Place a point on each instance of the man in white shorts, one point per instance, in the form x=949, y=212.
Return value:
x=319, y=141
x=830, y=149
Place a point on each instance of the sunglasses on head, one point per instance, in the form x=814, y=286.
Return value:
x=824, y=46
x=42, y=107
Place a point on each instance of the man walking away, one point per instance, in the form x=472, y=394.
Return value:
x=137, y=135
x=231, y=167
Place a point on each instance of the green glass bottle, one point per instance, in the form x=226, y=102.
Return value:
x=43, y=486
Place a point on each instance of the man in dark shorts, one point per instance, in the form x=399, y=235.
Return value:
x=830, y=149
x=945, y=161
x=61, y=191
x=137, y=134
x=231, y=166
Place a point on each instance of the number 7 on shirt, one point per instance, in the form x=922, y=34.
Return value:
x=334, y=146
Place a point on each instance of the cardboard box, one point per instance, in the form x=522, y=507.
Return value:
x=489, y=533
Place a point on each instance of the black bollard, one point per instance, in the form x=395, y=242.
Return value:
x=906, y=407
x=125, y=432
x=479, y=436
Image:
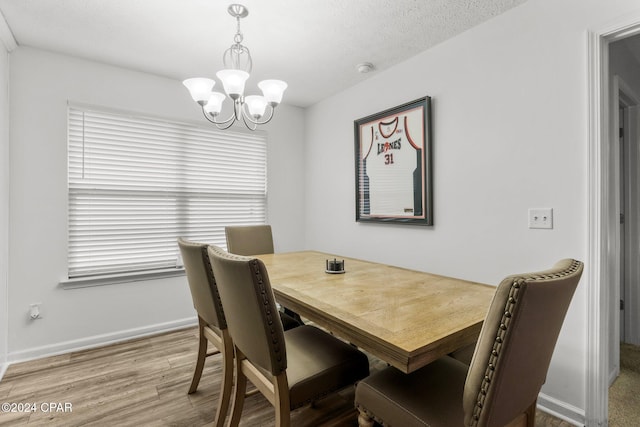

Given instruction: Rewrite all the rows above, swapping "Return value:" for "Output:" wherever it appears and keeping everything else the same. Omit the picture.

In response:
Place a point on each instance of the man in white shorts, one point per instance, in the form x=949, y=212.
Output:
x=319, y=141
x=830, y=149
Place a point on each instance of the sunglasses on head, one point per instance, in the form x=814, y=286.
Output:
x=824, y=46
x=42, y=107
Place a point on each instance of the man walking away, one point per instance, in the form x=472, y=394.
Output:
x=137, y=135
x=231, y=167
Place a point on each instance of the green glass bottle, one point per instance, in the form x=226, y=102.
Output:
x=43, y=486
Place a point on each instance of the man in dark shorts, one point per instance, in the form x=399, y=235.
Output:
x=830, y=149
x=945, y=161
x=61, y=191
x=137, y=134
x=231, y=166
Place a point on each instance of the number 7 on shirt, one point per instance, in the form x=922, y=34.
Output:
x=334, y=146
Place a point on each instance of the cardboard box, one point per instance, in the form x=522, y=507.
Output:
x=489, y=533
Place a point on each instance of the black bollard, one point per instance, in the form x=395, y=242.
Output:
x=906, y=407
x=125, y=432
x=479, y=436
Image:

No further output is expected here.